- [TASK DETAILS]
Rewrite the items below, replacing every "single dot" with "small marker" and changing nothing else. Leave the pictures out of your answer.

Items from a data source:
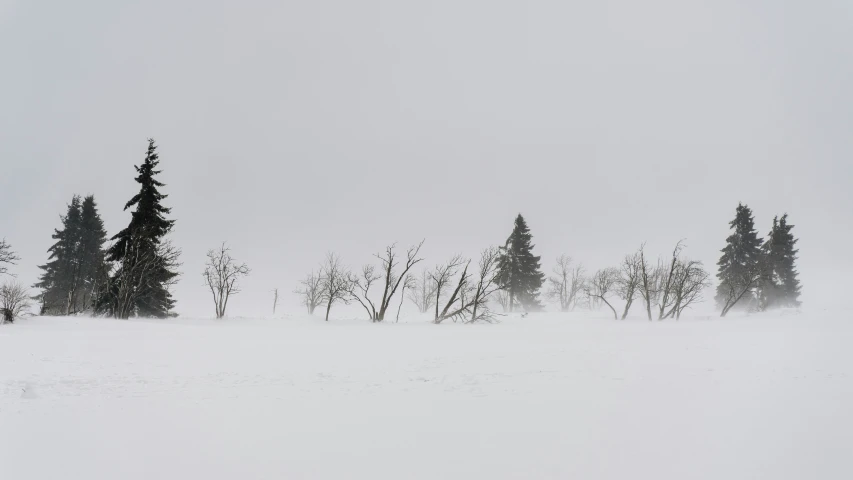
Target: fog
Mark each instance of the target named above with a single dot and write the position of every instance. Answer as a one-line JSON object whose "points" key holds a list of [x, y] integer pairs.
{"points": [[290, 129]]}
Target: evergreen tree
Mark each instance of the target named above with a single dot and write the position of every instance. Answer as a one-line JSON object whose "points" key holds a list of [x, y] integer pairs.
{"points": [[742, 258], [781, 257], [59, 274], [140, 283], [519, 271], [93, 264], [76, 261]]}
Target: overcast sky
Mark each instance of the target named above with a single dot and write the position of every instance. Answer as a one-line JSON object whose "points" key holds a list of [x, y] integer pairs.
{"points": [[293, 128]]}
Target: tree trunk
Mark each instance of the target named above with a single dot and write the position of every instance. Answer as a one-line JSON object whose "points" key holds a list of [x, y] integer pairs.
{"points": [[615, 316], [627, 307]]}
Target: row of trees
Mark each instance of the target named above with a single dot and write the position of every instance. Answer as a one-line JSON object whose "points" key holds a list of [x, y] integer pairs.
{"points": [[510, 276], [133, 276]]}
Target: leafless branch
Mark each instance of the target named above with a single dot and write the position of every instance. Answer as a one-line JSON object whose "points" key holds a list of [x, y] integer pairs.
{"points": [[221, 275]]}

- [TASK RESPONSE]
Target: fog
Mark each instance of the target named above with a small marker and write the position of every instance. Answer as a one-line JSON object whose "points" key holds a list of [x, y] integer pairs.
{"points": [[290, 129]]}
Target: evergreen tree
Mark each instance of the target named above with a small marker and write the position of every instance. Answer as a one-line JSON object whose "points" key holds a list of [x, y] integer pairs.
{"points": [[742, 258], [781, 257], [59, 274], [140, 283], [519, 271], [93, 264], [76, 261]]}
Target: overcast sky
Mark each instance of the target named above with a small marker and write the position of every instance. Answer as a one-line JSON object whose "points" key holds a list of [x, y] integer pairs.
{"points": [[293, 128]]}
Target: tree trunk
Mark each instance of the target named above with a small marker and write the position of every instance. Answer as a one-line JSON object whose "points" key holds a list of [x, y] integer pairs.
{"points": [[615, 316], [627, 307]]}
Target: row of trees
Mark each instance of the target named above with a small marker and write the position of every instance. Answer as a one-line JSON object whose "points" key holds a list of [x, y] integer pairs.
{"points": [[510, 276], [133, 276]]}
Target: leafless branch
Mark each instance of the target named above with a small marker and write the position of every instance. Answer as a one-line JSON object whose "points" key holds a list of [x, y] integer pairs.
{"points": [[221, 275]]}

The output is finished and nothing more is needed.